#### Problem details
When you reach a picture, pass over it; otherwise repeat the listing word for word.

#### Available data
• • • • • • •

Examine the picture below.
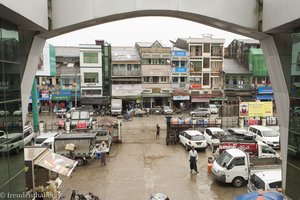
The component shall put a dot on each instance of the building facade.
(206, 63)
(126, 76)
(156, 73)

• • • • • • •

#### Answer for this exercise
Examine the picture below.
The component shall put a dot on each instance of the building facade.
(206, 63)
(126, 76)
(156, 73)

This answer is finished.